Return each line of the material that contains the string "covered".
— START DATA SHOWN —
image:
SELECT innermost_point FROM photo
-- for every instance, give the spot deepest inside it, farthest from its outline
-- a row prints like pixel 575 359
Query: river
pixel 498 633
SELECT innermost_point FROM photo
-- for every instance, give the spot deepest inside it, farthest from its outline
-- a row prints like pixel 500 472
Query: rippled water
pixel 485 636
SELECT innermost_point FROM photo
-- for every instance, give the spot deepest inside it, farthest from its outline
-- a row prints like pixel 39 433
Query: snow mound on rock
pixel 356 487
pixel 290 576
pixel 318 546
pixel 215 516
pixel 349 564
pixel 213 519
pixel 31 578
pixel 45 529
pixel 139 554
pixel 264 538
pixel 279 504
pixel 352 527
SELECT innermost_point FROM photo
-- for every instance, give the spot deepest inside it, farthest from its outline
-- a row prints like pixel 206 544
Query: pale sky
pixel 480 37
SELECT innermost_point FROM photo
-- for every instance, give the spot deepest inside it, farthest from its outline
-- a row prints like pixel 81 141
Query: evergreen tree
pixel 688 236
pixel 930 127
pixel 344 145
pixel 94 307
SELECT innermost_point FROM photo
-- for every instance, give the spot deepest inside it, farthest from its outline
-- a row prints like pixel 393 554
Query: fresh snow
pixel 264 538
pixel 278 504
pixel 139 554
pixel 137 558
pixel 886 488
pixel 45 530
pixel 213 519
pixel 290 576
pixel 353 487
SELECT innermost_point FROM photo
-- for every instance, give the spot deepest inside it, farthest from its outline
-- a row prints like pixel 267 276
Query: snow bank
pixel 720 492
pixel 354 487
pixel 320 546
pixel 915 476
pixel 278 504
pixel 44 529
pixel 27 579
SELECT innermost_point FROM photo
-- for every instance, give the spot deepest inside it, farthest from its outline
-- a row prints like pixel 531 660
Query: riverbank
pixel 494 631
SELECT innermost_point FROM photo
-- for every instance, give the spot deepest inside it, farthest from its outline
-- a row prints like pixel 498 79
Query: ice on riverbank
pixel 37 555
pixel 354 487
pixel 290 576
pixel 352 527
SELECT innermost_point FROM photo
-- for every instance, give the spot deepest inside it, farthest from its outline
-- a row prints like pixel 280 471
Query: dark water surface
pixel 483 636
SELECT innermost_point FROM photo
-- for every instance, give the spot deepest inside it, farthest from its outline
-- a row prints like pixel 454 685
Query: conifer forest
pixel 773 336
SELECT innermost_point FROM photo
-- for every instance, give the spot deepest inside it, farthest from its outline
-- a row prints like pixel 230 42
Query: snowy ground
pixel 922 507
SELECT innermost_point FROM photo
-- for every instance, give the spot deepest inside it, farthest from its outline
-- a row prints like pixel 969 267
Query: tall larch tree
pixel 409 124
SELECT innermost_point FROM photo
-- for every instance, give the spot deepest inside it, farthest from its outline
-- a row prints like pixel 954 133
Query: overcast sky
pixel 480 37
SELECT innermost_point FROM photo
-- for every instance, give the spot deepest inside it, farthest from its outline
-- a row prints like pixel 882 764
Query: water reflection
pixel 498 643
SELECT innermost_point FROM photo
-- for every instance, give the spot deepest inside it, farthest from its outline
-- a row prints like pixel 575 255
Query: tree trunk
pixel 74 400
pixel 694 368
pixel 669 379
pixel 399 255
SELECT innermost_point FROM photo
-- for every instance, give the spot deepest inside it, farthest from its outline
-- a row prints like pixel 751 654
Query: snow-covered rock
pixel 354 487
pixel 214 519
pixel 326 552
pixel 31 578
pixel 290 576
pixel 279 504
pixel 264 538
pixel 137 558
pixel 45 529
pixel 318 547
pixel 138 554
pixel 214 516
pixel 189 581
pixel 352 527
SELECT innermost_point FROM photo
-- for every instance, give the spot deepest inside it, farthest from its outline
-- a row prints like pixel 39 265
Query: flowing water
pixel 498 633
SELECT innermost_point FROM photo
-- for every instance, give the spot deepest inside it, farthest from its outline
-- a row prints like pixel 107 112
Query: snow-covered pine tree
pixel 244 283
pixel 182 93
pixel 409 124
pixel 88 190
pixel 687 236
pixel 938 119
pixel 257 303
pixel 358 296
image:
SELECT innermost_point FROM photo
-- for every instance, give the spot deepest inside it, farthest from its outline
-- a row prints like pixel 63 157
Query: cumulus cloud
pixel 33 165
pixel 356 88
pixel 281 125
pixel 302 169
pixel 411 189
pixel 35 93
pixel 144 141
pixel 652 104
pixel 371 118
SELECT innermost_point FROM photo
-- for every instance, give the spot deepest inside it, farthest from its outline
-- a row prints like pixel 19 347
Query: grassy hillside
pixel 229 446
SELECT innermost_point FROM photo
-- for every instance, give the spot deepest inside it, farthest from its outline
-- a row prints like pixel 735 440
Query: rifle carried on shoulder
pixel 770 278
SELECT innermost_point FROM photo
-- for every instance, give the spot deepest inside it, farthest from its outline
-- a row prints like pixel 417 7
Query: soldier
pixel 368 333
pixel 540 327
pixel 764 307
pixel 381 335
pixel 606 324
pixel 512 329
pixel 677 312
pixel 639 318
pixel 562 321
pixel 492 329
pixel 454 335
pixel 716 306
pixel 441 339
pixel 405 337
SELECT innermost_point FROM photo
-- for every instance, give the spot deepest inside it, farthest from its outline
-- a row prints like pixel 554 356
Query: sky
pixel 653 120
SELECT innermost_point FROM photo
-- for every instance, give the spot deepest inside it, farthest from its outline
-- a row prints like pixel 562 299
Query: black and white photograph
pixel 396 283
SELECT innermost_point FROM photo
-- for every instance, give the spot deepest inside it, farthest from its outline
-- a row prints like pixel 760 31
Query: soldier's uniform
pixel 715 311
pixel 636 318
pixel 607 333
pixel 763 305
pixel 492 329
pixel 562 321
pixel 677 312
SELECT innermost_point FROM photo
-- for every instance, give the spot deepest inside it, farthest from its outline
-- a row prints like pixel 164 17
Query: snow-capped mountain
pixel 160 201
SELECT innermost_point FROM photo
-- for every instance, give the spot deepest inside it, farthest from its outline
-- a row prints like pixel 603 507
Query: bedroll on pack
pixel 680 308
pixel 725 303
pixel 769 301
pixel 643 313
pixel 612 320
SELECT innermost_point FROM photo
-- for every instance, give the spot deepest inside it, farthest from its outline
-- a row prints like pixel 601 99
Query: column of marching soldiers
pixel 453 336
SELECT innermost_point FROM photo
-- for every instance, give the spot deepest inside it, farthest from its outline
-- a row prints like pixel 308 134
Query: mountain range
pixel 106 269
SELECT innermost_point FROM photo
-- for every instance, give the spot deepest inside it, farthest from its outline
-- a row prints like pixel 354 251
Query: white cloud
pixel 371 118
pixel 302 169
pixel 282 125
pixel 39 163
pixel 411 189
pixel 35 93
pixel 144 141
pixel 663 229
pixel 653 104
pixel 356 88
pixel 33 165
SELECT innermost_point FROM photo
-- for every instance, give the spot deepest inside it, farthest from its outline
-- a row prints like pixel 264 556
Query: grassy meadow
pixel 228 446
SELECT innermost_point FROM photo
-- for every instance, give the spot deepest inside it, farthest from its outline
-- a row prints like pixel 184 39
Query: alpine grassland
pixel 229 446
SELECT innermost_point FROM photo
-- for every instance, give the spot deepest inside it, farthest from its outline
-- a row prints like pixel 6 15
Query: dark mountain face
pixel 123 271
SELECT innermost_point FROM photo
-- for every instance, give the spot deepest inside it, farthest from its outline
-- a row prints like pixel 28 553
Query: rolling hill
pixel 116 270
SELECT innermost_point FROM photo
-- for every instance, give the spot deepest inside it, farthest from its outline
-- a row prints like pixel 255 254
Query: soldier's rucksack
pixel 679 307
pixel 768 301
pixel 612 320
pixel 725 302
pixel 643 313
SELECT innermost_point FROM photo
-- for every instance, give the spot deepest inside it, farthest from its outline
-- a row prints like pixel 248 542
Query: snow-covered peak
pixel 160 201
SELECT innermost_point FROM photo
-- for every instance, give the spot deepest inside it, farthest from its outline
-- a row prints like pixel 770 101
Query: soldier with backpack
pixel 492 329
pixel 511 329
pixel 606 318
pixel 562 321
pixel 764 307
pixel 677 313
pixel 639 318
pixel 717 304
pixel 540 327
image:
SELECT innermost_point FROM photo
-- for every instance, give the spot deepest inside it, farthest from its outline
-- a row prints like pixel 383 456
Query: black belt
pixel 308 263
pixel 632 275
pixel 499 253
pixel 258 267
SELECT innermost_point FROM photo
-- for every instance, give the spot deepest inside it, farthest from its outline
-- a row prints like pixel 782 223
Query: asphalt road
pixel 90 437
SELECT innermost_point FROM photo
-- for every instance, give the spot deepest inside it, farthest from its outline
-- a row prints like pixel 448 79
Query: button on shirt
— END DATA SHOWN —
» SOLUTION
Query: snow-covered rock
Query: snow-covered pine tree
Query: snow-covered peak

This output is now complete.